[[ MATERIAL FOR THIS EXERCISE open ]]
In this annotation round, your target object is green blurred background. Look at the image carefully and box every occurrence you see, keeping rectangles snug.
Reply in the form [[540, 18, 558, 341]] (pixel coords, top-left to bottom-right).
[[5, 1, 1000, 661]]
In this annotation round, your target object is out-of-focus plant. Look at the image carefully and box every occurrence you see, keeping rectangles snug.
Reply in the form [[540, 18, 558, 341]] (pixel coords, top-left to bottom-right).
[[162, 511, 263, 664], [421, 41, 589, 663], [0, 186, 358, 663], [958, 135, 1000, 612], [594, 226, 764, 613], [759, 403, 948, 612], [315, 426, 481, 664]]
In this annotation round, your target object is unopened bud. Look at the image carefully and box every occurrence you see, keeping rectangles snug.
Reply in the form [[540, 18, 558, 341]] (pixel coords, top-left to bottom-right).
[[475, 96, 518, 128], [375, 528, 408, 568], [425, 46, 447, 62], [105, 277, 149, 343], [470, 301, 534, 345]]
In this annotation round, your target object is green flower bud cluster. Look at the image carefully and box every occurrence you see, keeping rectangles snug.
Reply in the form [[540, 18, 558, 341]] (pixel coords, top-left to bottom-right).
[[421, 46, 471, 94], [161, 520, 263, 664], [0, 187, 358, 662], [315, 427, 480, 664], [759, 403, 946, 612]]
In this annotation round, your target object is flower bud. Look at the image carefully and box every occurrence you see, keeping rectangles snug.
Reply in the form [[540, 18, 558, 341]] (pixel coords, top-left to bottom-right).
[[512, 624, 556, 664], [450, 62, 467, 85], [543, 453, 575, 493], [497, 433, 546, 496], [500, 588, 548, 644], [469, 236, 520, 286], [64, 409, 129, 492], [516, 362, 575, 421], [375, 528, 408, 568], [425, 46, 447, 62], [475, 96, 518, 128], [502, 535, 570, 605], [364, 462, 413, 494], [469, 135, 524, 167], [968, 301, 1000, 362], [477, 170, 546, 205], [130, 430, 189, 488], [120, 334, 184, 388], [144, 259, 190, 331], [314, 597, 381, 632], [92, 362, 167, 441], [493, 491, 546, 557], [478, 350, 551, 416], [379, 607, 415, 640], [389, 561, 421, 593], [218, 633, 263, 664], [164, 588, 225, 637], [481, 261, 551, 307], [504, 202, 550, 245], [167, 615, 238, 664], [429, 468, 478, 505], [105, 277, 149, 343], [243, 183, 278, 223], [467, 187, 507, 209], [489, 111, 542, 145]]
[[ MATERIAL FOR THIS EXERCISE closed ]]
[[ MATERIAL FOR THIS EXERCISE open ]]
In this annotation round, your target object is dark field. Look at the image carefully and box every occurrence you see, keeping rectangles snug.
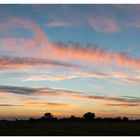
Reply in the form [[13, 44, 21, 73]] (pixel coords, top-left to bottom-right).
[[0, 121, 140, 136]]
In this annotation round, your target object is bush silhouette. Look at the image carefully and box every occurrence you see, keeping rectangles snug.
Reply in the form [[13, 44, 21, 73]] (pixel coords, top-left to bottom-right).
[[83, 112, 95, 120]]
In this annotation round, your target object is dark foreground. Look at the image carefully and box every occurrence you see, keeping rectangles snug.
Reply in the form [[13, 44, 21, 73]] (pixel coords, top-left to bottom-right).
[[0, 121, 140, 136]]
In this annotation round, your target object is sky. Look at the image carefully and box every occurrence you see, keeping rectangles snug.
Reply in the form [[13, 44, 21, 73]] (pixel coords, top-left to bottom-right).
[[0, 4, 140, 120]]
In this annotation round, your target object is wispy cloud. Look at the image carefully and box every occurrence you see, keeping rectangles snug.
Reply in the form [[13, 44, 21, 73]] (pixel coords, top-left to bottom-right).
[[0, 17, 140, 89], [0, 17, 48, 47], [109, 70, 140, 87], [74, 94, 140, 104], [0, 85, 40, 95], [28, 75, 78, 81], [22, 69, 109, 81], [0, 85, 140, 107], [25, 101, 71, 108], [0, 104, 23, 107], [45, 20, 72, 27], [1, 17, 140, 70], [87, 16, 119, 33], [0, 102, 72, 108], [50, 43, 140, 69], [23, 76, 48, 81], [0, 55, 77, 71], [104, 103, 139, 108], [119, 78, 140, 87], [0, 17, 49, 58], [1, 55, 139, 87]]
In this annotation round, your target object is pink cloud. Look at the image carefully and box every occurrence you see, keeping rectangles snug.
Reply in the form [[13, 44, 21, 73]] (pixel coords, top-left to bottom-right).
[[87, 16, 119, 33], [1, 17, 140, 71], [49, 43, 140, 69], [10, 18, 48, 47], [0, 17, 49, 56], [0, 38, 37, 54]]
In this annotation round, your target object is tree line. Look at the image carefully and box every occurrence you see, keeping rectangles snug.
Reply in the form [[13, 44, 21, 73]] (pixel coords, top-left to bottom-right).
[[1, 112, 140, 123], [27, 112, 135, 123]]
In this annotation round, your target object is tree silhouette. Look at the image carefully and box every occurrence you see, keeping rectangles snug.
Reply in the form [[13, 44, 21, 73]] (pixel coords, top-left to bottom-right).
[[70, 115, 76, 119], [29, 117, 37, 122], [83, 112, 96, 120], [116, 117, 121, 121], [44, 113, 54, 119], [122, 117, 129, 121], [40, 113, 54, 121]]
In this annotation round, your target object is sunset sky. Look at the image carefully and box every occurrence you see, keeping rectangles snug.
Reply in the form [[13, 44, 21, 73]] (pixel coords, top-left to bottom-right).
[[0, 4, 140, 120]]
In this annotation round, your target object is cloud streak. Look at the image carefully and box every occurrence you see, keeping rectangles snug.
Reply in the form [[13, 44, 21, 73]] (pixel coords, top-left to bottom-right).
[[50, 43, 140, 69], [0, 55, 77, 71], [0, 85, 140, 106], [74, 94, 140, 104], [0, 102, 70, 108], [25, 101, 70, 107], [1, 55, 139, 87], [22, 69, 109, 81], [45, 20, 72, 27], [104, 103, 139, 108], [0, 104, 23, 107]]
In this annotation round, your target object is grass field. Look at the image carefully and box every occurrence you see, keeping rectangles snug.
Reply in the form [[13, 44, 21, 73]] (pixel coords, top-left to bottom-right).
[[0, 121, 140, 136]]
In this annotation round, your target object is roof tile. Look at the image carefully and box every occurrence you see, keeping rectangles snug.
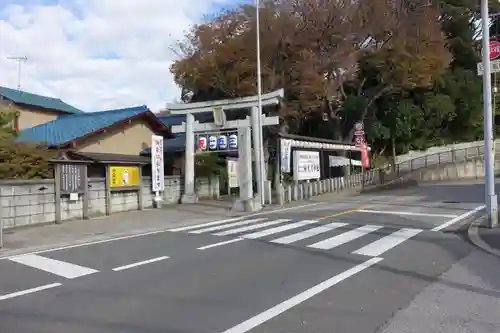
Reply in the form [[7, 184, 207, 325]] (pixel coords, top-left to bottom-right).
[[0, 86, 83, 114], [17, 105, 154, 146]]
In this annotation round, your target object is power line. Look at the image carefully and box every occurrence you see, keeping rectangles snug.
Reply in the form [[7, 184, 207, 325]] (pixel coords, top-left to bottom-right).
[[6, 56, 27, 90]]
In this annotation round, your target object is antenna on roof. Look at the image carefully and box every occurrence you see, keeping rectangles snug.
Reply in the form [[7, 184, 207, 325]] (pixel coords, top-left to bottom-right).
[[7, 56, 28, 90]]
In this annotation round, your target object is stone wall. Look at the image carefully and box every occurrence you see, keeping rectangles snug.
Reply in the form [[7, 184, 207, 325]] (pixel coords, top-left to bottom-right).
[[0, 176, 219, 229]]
[[ MATERIAL FOR THIS EXERCISE closed ]]
● WHAT IS EXPECTED
Copy back the listing above exactly, but only from the line with "In this annotation round, your target object is green blurred" through the line with "In this annotation round, your target object is green flower", both ends included.

● TASK RESPONSE
In this annotation round, your target object is green blurred background. Look at the image carefully and box every occurrence you see, keeping rectangles snug.
Reply in the form [[540, 18, 558, 341]] (pixel coords, top-left to bottom-right).
[[5, 1, 1000, 661]]
In this annotation round, your target object is out-of-focus plant. Look at the image carefully and box every occurrence you see, keeping rectangles snug.
Reply in the form [[540, 18, 558, 341]] (pixel coords, top-left to bottom-right).
[[162, 511, 263, 664], [421, 41, 589, 663], [0, 186, 358, 663], [958, 135, 1000, 612], [594, 226, 764, 613], [759, 403, 948, 612], [315, 426, 481, 664]]
In this annotation round, your target object is unopened bud. Look at the image carefully and box every occurrence you see, keeping rectangles snug.
Reply in the form [[540, 18, 558, 341]] (pixel coords, top-left to bottom-right).
[[475, 96, 518, 128], [375, 528, 408, 568], [425, 46, 447, 62], [105, 277, 149, 343], [470, 301, 534, 345]]
In this annotation round, your target object is green flower bud cluster. Look at the image carefully and box every occurrence you see, keeping rectangles snug.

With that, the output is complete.